[start of Provided material]
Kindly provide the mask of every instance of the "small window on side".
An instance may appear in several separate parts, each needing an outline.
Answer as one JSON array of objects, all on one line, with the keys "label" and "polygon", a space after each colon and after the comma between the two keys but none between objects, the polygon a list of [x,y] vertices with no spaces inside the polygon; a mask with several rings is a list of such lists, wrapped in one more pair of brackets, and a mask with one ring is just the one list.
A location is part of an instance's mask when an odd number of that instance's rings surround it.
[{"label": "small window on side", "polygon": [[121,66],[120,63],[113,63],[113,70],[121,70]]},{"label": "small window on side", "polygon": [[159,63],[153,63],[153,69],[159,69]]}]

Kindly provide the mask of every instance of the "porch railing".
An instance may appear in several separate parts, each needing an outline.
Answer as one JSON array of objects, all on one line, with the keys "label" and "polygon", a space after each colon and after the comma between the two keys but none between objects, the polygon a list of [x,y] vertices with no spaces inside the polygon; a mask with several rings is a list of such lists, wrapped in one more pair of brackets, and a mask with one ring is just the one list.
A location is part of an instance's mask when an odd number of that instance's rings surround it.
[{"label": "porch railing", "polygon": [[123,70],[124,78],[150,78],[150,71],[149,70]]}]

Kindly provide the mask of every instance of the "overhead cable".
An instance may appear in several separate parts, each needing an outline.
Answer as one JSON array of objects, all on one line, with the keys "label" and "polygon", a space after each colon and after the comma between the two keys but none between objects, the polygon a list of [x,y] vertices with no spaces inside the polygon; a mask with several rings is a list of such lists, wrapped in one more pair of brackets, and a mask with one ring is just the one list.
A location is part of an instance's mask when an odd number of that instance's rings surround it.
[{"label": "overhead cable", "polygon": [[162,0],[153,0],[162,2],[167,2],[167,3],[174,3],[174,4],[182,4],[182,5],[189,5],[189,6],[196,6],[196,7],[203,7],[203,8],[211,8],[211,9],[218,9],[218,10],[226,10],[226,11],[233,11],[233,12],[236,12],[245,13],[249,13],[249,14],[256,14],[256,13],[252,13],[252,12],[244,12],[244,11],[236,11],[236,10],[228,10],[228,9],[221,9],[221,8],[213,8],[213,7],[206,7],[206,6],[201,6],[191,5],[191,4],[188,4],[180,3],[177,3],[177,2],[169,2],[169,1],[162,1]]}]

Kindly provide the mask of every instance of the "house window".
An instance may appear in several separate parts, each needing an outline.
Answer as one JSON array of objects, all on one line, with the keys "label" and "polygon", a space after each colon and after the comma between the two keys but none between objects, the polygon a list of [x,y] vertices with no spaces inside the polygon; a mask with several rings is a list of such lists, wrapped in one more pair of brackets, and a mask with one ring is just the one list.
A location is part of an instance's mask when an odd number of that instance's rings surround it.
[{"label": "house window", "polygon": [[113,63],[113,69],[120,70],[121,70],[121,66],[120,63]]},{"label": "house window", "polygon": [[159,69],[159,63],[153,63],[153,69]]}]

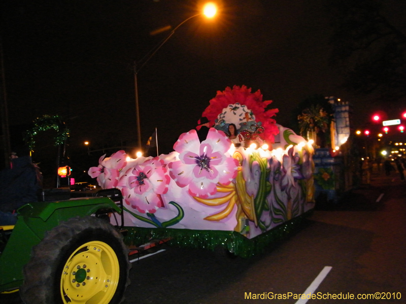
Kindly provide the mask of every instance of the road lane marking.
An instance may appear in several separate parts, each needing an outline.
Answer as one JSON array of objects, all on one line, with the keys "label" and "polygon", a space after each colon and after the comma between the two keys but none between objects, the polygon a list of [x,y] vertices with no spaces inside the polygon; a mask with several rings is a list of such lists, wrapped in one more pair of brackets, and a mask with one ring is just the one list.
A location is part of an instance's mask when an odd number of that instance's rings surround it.
[{"label": "road lane marking", "polygon": [[[332,268],[332,267],[331,266],[325,266],[323,270],[321,271],[321,272],[319,274],[317,277],[314,279],[314,281],[312,282],[312,284],[310,284],[310,286],[308,287],[308,289],[306,289],[302,294],[308,294],[309,293],[313,294],[317,289],[317,287],[319,287],[319,285],[320,285],[321,282],[323,282],[323,280],[324,280],[324,278],[327,276],[327,274],[328,274],[328,273],[330,272],[330,271],[331,270]],[[298,300],[295,304],[304,304],[308,301],[308,299],[309,299],[301,298]]]},{"label": "road lane marking", "polygon": [[377,201],[375,202],[375,203],[379,203],[379,201],[381,200],[381,199],[382,199],[383,196],[384,196],[384,194],[381,193],[381,195],[379,196],[379,197],[377,199]]},{"label": "road lane marking", "polygon": [[138,260],[144,258],[144,257],[148,257],[148,256],[153,255],[154,254],[156,254],[157,253],[159,253],[159,252],[162,252],[162,251],[164,251],[165,249],[161,249],[160,250],[158,250],[156,252],[154,252],[153,253],[150,253],[149,254],[147,254],[146,255],[143,255],[141,257],[137,257],[137,258],[134,258],[134,259],[131,260],[130,261],[130,263],[132,263],[132,262],[135,262],[136,261],[138,261]]}]

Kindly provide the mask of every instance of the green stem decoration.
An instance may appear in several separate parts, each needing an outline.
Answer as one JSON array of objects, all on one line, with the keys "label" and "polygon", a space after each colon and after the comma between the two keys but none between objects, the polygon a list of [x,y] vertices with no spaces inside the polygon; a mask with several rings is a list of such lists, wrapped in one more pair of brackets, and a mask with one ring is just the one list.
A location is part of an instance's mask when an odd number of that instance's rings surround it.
[end of Provided material]
Requirements:
Arrange the lines of all the rows above into a single numbered list, skipping blank lines. Leave the pictures out of your answer.

Solution to this problem:
1. Kindly provide the mask of every instance of the "small window on side".
2. An instance may appear in several separate parts, each needing an outline.
3. Answer as one JSON array of objects, all on one line, with the keys "label" and "polygon", a space after each colon and after the comma between the two keys but none between objects, the polygon a list of [x,y] vertices with no spaces inside the polygon; a mask with several rings is a list of such lists, wrapped in one more pair of brackets, and a mask with one ring is just the one list.
4. A location is part of an instance's mask when an odd number of that instance's rings surround it.
5. [{"label": "small window on side", "polygon": [[121,66],[120,63],[113,63],[113,70],[121,70]]},{"label": "small window on side", "polygon": [[159,63],[153,63],[153,69],[159,69]]}]
6. Kindly provide the mask of every instance of the "porch railing".
7. An instance may appear in several separate parts, each needing an outline.
8. Answer as one JSON array of objects, all on one line, with the keys "label" and "polygon", a space after each colon and after the comma between the two keys but none between objects, the polygon a list of [x,y] vertices with no spaces inside the polygon; a mask with several rings is a list of such lists, wrapped in one more pair of brackets, and a mask with one ring is just the one list.
9. A location is part of an instance's mask when an odd number of that instance's rings surround it.
10. [{"label": "porch railing", "polygon": [[123,70],[124,78],[150,78],[150,71],[149,70]]}]
11. Kindly provide the mask of every instance of the "overhead cable".
12. An instance may appear in several separate parts, each needing an outline.
13. Answer as one JSON array of objects, all on one line, with the keys "label" and "polygon", a space after each colon and after the comma between the two keys but none between objects, the polygon a list of [x,y] vertices with no spaces inside the polygon; a mask with several rings is a list of such lists, wrapped in one more pair of brackets, and a mask with one ring is just the one list.
14. A location is part of an instance's mask when an odd number of that instance's rings surround it.
15. [{"label": "overhead cable", "polygon": [[162,0],[153,0],[162,2],[167,2],[167,3],[174,3],[174,4],[182,4],[182,5],[189,5],[189,6],[196,6],[196,7],[203,7],[203,8],[211,8],[211,9],[218,9],[218,10],[226,10],[226,11],[233,11],[233,12],[236,12],[245,13],[249,13],[249,14],[256,14],[256,13],[252,13],[252,12],[244,12],[244,11],[236,11],[236,10],[228,10],[228,9],[221,9],[221,8],[213,8],[213,7],[206,7],[206,6],[201,6],[191,5],[191,4],[188,4],[180,3],[177,3],[177,2],[169,2],[169,1],[162,1]]}]
16. Kindly provide the mask of every instance of the "house window".
17. An instance may appear in several separate parts, each needing an outline.
18. Answer as one JSON array of objects, all on one line, with the keys "label" and "polygon", a space after each colon and after the comma between the two keys but none between objects, the polygon a list of [x,y] vertices with no spaces inside the polygon; a mask with several rings is a list of such lists, wrapped in one more pair of brackets, and a mask with one ring is just the one list.
19. A location is part of an instance's mask when an odd number of that instance's rings surround it.
20. [{"label": "house window", "polygon": [[113,63],[113,69],[120,70],[121,70],[121,66],[120,63]]},{"label": "house window", "polygon": [[159,69],[159,63],[153,63],[153,69]]}]
21. Kindly provide the mask of every instance of the road lane marking.
22. An instance may appear in several separate parts, each needing an outline.
23. Answer as one JSON array of objects, all on one line, with the keys "label" and "polygon", a space after each colon and after the comma between the two keys but none between objects, the polygon a list of [x,y] vertices with no spaces inside the polygon; a mask with several rings is a list of such lists, wrapped in one more pair of brackets, and a mask with one ring is just the one list.
24. A location is part of an instance's mask when an odd number of that instance's rings surround it.
25. [{"label": "road lane marking", "polygon": [[[332,268],[332,267],[331,266],[325,266],[323,270],[321,271],[321,272],[319,274],[317,277],[314,279],[314,281],[312,282],[312,284],[310,284],[310,286],[308,287],[308,289],[306,289],[302,294],[308,294],[309,293],[313,294],[317,289],[317,287],[319,287],[319,285],[320,285],[321,282],[323,282],[323,280],[324,280],[324,278],[327,276],[327,274],[328,274],[328,273],[330,272],[330,271],[331,270]],[[298,300],[295,304],[304,304],[308,301],[308,299],[309,299],[301,298]]]},{"label": "road lane marking", "polygon": [[377,201],[375,202],[375,203],[379,203],[379,201],[381,200],[381,199],[382,199],[383,196],[384,196],[384,194],[381,193],[381,195],[379,196],[379,197],[377,199]]},{"label": "road lane marking", "polygon": [[138,260],[144,258],[144,257],[148,257],[148,256],[153,255],[154,254],[156,254],[157,253],[159,253],[159,252],[162,252],[162,251],[164,251],[165,249],[161,249],[160,250],[158,250],[156,252],[154,252],[153,253],[150,253],[149,254],[147,254],[146,255],[143,255],[141,257],[137,257],[137,258],[134,258],[134,259],[131,260],[130,261],[130,263],[132,263],[132,262],[135,262],[136,261],[138,261]]}]
26. Kindly provide the mask of every instance of the green stem decoration.
27. An instance may appear in several separate parts, each needing an outline.
28. Answer as one JSON array of objects, all on one line, with the keys "label" and "polygon", a space after each colon and after the comma between the two keys but none between objects, the polygon a list of [x,y] vertices with no spaces inside the polygon; a mask with several rings is a list of such lists, wrapped in one more pair of brackets, and a mask with one ring is just the one list.
29. A location is part of an instance's mask when an odd number of that instance's rings surround it.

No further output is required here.